> Document section:
Southern Florida Portable Speed Bump...
But then, Swashbuckler Bob asked me what would I use if I was to hunt them; what weapon, and what loads would I suggest for hunting a Burmese or large constrictor. Now that Florida has opened the season on the destructive and invasive exotics, this is a very good question!
Chuck D.Before we go any further down this perilous and undoubtedly exciting path, let me also stress the importance of protecting our native reptiles! There are any number of reptiles in the United States that have been pushed very close to being threatened. Habitat destruction, over building, pollution, all of these things and many more, have taken their toll on our native wildlife. Don't be foolish and kill a snake just because you think it might do someone harm. Leave the creature alone! It wants nothing to do with you, and most of the time people get snake bit because they messed around with the snake. Respect Darwin, don't interfere, and let natural selection take its course. (See the Darwin Awards!) The gene pool needs a little chlorinating anyway!
Having said that, I love it when someone suggests a good line of inquiry!
My man Roach's M79
When you consider that some of these snakes are 15 feet long, and out weigh me by fifty to seventy pounds, you might excuse me if my first inclination is to suggest the M79 "Blooper" grenade launcher, or the newest incarnation the DEFCOM XL 79 Composite launcher. 40 mike mikes of flechettes or even HE would deter even the most voracious snake from making me an hors d'oeuvres!
But for a more practical and legal option let's consider a shotgun. Something of the twelve gauge persuasion, preferably pump, and with a full choke bore. Close to birds on the evolutionary tree, snakes are thin skinned, and thin boned. An accurately placed and well patterned load of birdshot would permanently ventilate a python's skull with ease. So my usual train of thought and impeccable scientific logic leads me to consider something like a turkey gun. Turkey guns pattern tight, reach out a bit further than upland types of shotguns, and are frequently weather resistant, something to keep in mind in Florida!
870 Express Turkey
Not as elegant but she's still a beauty!

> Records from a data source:
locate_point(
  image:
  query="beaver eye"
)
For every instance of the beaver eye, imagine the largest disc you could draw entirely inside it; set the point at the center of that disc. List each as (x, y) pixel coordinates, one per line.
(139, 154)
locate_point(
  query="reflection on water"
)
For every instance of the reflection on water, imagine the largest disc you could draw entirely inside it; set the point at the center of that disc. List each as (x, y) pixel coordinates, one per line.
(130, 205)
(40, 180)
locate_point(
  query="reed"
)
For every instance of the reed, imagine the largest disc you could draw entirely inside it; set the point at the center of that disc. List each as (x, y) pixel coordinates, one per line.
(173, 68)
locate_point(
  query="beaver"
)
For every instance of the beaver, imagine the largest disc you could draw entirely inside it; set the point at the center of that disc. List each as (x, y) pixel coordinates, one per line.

> Directions:
1 – What choke bore does the python hunting text recommend for the shotgun?
2 – Write what comes next in the text on hunting Burmese pythons, starting after its last line.

> Answers by task:
1 – A full choke bore.

2 –
But constrictors are heavily muscled. What if a less than optimal shot presented itself?
I had to think for a while. The second you move from relatively small pellets to larger projectiles, the distance they travel becomes an issue. That precludes buckshot in my Mossberg 590. I decided that the 22 Winchester Magnum Rimfire, and maybe the 22 Hornet might be the upper limit when safety is a consideration.
"But what really intrigued me was how the combination of 3000+ fps velocity and the ultra-lightweight little 35-grain V-Max bullet would perform in-target. So I placed a standard 8x8x11-inch block of 10-percent ordnance gelatin (weighs about 25 pounds) at 50 yards and center-punched its eight-inch face with a round of the new Hornady ammo from the Ruger Model 77/22. I was not prepared for the result. The block was lifted from the table by the impact and turned 90 degrees. The front third of its length was literally blown off, dangling in shreds and chunks. I could find nothing left of the V-Max bullet itself, save the bright red polymer tip that was hanging in the shredded gel." New Sting for the Hornet
"In 10 percent ballistic gelatin, this load also looks like a winner. Penetrating to 8 3/4 inches, the 33-grain V-Max bullet created a large, uniform permanent cavity at the same time. Offering explosive results in gelatin and accuracy that is out of this world, this load would be my choice anytime I'm looking at anchoring small animals (prairie dogs, for instance) out to 75 yards or even slightly more." Three.22 WMR Loads
That would be my selection for python and boa hunting in the Everglades. When considering any gun for hunting, take into consideration the physiology of the game animal. What is it's structure, bone density, musculature, etc. That will allow you to make an informed decision on the firearm, ammunition, and projectile that you will use.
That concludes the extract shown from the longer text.